Document excerpt:

╔══

An Edge Emitting LED (ELED) fulfills the requirement of high brightness LED, which provides high efficiency coupling to optical fibers.

History
After the evolution of laser in 1960, implementation of LED in the optical communication systems could take place in 1970. Edge emitters were evolved in the mid-1970s.

Structure
The structure is seemingly similar to that of the injection laser diode. Their structure consists of an optical waveguide region, which acts as a guide for the light emitted along the waveguide by total internal reflection.
The structure of this type of led makes use of a structure of a modified injection laser. It also possesses a high active region, with a sufficient difference, such that the waveguide around the active area channels radiation to the emitting face of the devices.

Material used
Circular shaped active area present in the middle of the active layer is formed by GaAs. The length of the active region range from 100 to 150 μm. optical confinement or light guiding layers are formed by AlGaAs. The other materials used are AlGaAsSb/GaSb and InGaAsP/InP alloy.

╚══

[Dataset entries on where objects are located]
╔══

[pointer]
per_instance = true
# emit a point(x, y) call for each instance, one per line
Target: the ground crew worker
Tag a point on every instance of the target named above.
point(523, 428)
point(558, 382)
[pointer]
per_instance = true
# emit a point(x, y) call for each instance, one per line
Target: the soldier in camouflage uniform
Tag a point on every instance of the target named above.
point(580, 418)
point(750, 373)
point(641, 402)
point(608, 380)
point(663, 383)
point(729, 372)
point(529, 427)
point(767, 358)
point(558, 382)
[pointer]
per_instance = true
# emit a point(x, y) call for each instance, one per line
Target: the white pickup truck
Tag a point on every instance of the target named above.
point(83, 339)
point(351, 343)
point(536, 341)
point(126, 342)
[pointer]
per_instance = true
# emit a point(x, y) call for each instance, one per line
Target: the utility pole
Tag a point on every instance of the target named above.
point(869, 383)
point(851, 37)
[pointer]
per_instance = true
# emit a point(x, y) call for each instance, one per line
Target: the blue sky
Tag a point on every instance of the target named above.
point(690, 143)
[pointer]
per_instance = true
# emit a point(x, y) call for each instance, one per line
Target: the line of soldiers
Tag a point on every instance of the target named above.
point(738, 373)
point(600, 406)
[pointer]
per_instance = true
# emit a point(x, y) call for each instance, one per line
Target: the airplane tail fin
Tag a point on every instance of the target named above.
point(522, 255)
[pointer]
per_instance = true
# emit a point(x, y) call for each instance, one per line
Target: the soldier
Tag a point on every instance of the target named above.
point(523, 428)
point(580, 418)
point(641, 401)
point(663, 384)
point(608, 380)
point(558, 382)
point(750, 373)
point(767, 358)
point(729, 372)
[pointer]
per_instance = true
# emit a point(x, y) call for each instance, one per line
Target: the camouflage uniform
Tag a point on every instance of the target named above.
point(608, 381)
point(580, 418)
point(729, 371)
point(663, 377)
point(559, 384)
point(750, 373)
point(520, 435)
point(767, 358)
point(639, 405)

╚══
╔══

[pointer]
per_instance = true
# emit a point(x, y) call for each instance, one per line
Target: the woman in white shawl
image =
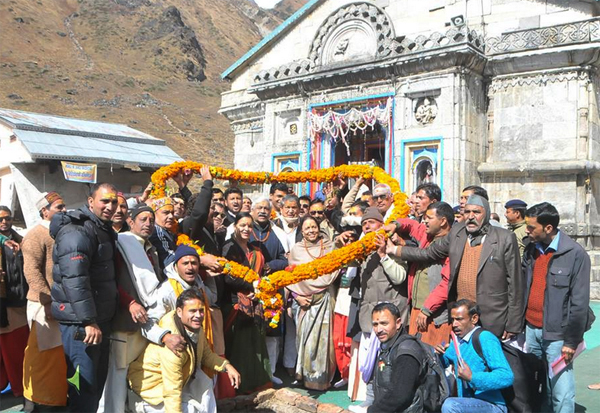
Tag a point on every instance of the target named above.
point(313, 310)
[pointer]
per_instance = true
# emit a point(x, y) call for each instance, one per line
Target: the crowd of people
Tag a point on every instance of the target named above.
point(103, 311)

╚══

Written exercise 1:
Name every material the text on edge emitting LEDs says is used in the device, written as the text gives them.
Written exercise 2:
Reproduce word for word the part of the text on edge emitting LEDs that opens with the words containing "Material used" and closes with "and InGaAsP/InP alloy.".
The entries have no role in any of this.

Task response 1:
GaAs, AlGaAs, AlGaAsSb/GaSb, InGaAsP/InP

Task response 2:
Material used
Circular shaped active area present in the middle of the active layer is formed by GaAs. The length of the active region range from 100 to 150 μm. optical confinement or light guiding layers are formed by AlGaAs. The other materials used are AlGaAsSb/GaSb and InGaAsP/InP alloy.